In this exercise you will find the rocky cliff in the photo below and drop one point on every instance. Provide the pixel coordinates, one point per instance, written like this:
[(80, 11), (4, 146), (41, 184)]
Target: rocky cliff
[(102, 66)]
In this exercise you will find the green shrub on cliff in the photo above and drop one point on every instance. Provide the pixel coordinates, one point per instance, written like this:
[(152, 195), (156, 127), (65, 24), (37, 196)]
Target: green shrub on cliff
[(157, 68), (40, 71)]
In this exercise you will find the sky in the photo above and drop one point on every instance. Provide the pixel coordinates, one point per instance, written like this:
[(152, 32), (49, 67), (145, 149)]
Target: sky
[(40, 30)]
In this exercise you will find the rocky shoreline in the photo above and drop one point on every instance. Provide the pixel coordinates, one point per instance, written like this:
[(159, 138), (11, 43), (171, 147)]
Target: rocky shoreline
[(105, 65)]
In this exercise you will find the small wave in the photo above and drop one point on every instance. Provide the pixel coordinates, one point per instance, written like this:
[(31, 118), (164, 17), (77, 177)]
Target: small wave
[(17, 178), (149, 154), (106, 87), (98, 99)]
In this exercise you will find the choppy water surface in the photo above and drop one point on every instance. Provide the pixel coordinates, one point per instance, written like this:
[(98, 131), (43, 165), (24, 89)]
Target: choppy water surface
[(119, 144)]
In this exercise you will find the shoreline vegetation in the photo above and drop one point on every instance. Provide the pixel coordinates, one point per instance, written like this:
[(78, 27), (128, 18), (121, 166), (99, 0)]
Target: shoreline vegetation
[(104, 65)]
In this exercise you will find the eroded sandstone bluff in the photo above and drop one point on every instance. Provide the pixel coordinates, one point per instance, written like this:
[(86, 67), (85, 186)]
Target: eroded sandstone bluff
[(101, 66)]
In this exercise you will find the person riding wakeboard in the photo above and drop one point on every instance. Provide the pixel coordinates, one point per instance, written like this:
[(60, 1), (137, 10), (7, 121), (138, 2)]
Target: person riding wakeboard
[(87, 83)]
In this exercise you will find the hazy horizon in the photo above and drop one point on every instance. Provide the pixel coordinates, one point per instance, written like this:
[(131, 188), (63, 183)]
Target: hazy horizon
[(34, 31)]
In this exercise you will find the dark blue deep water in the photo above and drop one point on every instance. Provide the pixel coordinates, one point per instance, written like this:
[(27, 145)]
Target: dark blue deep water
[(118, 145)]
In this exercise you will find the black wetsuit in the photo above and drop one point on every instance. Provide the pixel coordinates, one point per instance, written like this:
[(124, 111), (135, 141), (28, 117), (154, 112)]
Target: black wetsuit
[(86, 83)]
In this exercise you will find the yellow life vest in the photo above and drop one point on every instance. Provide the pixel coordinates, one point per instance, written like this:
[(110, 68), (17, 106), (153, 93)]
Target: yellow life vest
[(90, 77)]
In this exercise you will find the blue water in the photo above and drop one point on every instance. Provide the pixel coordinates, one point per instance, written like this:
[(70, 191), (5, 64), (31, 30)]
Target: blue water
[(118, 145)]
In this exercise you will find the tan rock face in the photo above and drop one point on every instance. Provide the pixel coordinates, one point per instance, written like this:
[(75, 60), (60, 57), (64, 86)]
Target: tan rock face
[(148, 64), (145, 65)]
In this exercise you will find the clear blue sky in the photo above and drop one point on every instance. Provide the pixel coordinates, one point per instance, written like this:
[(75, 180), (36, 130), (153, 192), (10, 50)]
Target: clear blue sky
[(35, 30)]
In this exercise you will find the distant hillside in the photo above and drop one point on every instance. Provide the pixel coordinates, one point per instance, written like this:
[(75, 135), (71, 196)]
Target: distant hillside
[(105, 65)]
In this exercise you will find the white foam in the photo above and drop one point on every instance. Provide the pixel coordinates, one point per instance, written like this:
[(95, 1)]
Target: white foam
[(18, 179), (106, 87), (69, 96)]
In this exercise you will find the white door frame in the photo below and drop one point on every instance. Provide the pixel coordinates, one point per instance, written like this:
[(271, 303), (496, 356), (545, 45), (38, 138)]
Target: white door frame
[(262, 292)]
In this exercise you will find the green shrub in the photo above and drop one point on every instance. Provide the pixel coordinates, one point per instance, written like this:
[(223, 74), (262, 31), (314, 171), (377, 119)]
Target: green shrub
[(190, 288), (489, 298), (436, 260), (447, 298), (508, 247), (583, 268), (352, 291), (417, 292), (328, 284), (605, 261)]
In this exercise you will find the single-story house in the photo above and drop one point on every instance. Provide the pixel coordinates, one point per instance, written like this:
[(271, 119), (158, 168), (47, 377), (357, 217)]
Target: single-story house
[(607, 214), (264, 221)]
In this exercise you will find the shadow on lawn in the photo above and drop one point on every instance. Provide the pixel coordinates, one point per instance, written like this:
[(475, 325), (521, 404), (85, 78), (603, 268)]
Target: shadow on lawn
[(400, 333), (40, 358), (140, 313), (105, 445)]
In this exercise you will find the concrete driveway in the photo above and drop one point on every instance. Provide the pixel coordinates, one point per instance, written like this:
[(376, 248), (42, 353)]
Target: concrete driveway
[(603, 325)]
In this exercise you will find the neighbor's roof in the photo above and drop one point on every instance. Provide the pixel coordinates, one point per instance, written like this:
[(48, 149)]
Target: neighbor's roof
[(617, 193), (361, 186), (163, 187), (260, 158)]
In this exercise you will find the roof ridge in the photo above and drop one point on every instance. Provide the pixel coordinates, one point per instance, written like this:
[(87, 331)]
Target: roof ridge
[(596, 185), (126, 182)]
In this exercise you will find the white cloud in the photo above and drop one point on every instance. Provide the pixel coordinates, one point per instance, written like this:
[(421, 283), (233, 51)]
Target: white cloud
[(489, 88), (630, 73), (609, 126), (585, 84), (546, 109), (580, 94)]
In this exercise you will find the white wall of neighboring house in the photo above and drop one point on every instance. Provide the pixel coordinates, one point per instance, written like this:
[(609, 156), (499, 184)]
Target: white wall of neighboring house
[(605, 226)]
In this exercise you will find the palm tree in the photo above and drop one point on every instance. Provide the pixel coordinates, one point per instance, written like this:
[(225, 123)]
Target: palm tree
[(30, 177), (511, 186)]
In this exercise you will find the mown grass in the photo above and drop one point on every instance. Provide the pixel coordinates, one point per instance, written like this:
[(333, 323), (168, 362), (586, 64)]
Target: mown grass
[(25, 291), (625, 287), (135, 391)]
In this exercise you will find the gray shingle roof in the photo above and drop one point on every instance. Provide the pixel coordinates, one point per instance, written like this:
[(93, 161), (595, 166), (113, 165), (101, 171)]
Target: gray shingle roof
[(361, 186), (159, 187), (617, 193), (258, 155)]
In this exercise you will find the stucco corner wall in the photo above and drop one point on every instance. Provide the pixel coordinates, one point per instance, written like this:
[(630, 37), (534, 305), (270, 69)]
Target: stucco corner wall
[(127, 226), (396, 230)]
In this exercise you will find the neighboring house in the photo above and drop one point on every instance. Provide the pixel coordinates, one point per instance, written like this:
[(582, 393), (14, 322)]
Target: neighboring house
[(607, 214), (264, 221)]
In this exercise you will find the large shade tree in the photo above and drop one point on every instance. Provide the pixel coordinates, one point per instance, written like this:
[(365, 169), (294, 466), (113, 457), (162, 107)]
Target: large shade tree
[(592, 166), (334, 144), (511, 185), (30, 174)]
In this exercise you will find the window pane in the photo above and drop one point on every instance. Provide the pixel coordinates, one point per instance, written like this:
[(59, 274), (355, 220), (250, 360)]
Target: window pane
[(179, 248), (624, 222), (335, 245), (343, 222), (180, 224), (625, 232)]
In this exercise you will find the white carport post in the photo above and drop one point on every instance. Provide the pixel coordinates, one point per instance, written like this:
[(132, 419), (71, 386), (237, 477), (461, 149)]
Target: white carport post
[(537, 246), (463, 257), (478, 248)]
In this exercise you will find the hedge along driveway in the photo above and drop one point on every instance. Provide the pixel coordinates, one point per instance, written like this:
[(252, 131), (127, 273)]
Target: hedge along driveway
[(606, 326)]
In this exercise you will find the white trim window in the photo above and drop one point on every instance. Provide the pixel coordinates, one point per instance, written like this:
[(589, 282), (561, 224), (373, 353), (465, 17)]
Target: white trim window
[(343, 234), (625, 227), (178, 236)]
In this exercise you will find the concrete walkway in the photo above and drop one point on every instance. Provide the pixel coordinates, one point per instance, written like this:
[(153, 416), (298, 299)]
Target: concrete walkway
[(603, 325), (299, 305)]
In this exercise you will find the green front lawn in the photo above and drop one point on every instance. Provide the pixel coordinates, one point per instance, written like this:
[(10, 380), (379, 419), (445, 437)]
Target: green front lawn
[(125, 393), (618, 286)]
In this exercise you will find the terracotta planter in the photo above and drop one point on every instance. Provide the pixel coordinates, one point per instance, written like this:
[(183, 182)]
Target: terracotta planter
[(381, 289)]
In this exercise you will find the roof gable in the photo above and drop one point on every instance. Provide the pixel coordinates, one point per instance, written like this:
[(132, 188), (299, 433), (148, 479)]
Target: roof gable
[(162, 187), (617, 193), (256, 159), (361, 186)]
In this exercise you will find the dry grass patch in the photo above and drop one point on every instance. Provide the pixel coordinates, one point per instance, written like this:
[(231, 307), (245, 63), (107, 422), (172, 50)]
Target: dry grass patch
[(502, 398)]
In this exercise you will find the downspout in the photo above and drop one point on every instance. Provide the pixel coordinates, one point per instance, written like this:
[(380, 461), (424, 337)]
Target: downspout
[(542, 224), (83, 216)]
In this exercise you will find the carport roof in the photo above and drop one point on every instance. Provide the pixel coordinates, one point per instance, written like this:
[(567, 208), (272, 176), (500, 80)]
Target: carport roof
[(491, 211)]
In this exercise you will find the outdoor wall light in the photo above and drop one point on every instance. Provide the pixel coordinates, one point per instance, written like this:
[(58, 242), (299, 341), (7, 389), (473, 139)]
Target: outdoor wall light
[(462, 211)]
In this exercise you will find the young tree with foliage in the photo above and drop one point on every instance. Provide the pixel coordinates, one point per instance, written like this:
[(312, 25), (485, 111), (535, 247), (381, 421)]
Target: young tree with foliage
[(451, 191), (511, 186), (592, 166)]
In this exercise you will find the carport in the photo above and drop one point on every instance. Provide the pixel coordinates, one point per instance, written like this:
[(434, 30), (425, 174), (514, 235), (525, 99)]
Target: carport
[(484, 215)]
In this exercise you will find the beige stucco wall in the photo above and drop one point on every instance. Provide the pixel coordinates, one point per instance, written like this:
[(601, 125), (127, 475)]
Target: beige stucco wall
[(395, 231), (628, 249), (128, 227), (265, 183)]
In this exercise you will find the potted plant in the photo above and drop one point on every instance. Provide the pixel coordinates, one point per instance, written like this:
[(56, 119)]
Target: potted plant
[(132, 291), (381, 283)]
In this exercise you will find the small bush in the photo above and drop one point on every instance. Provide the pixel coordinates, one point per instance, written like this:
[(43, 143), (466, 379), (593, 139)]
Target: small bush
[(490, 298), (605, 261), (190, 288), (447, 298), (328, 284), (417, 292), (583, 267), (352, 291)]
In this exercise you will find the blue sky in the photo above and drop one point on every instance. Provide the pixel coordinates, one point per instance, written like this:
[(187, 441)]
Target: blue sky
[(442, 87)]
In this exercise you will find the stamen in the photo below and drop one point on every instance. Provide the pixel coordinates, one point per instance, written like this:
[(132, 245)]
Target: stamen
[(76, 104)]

TASK INSTRUCTIONS
Starting at the beginning of the data above and ending after the line that contains "[(102, 66)]", rewrite those lines as a Markdown table with the columns Row and Line, omitting blank lines.

ANSWER FOR THE TASK
| Row | Line |
|---|---|
| 1 | In this exercise you will find the rocky cliff in the photo below and drop one point on every instance. Provide the pixel coordinates, one point per instance, written like this: |
| 2 | [(80, 11), (4, 146), (41, 184)] |
| 3 | Target: rocky cliff |
| 4 | [(102, 66)] |